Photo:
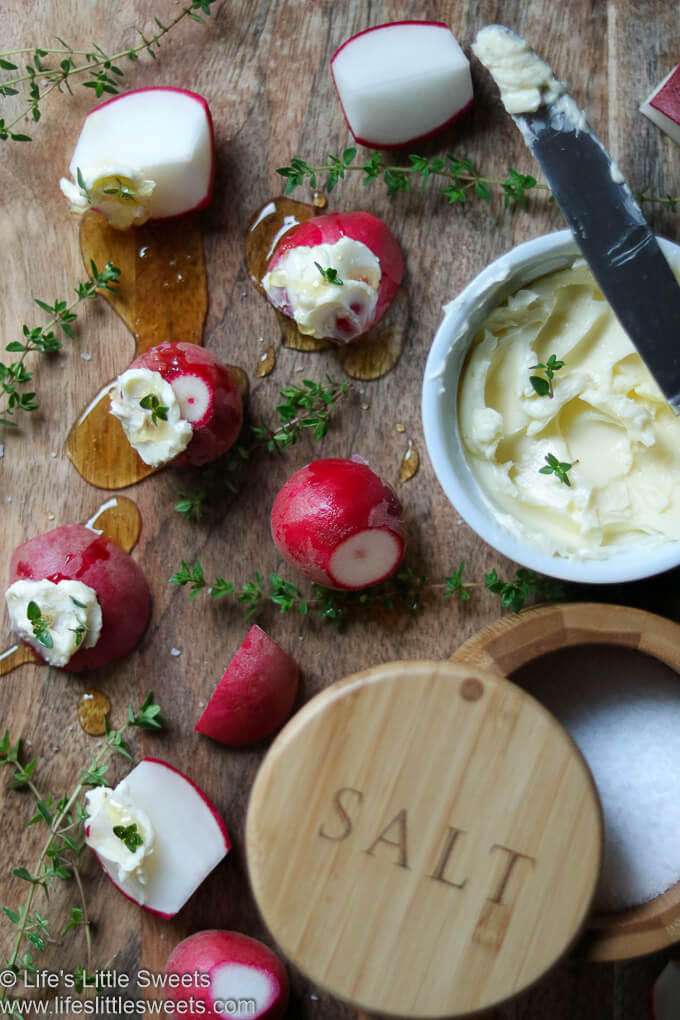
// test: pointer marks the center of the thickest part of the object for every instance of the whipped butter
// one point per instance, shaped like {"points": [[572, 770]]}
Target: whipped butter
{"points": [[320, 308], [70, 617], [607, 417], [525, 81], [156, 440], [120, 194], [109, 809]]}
+++
TASK PROMPT → Rescale every point coordinate in the answers of all the items above by multiplying it by 0.55 and rounding to the nearest whole number, with halves rounded up. Then write out every line of the items again, including the requests, but leave out the pictures.

EXERCISE RESULT →
Photo:
// test: pointer marks the center of the thickest part of the object for every instance of the whipped butter
// one point per instance, shaped like {"points": [[572, 770]]}
Target: whipped butter
{"points": [[176, 169], [39, 339], [334, 229], [289, 45], [86, 242], [66, 107], [60, 445]]}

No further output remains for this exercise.